**Data for analysis:**

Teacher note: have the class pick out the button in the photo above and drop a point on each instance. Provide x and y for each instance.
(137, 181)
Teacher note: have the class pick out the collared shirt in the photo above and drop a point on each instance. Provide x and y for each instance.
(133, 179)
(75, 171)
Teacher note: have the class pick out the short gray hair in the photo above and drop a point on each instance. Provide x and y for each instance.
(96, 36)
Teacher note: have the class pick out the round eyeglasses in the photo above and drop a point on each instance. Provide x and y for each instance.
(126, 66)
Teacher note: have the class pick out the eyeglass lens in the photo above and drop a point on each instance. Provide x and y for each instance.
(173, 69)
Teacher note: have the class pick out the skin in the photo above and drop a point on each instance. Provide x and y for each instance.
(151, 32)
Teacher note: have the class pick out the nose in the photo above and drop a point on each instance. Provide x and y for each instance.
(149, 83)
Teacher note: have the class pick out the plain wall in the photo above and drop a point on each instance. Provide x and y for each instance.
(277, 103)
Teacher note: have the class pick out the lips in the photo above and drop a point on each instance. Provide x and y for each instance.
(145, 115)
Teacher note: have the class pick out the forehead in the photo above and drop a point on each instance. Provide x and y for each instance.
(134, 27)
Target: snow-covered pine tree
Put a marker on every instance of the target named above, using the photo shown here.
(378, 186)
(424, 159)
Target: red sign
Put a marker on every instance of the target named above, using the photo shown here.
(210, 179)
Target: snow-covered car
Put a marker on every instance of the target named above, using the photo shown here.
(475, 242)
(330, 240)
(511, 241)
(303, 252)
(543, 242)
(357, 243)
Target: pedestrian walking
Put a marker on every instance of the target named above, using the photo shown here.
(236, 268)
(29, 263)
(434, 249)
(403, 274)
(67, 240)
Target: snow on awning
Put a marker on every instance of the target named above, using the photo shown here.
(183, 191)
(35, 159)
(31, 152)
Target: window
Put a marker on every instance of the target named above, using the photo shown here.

**Exercise prompt:** Return exactly the lines of the data, and only those, from the line with "Target: window" through the last line, inclusive.

**Response to this exercise:**
Target: window
Put a marker on every instance of the target named above, using the photo shown here.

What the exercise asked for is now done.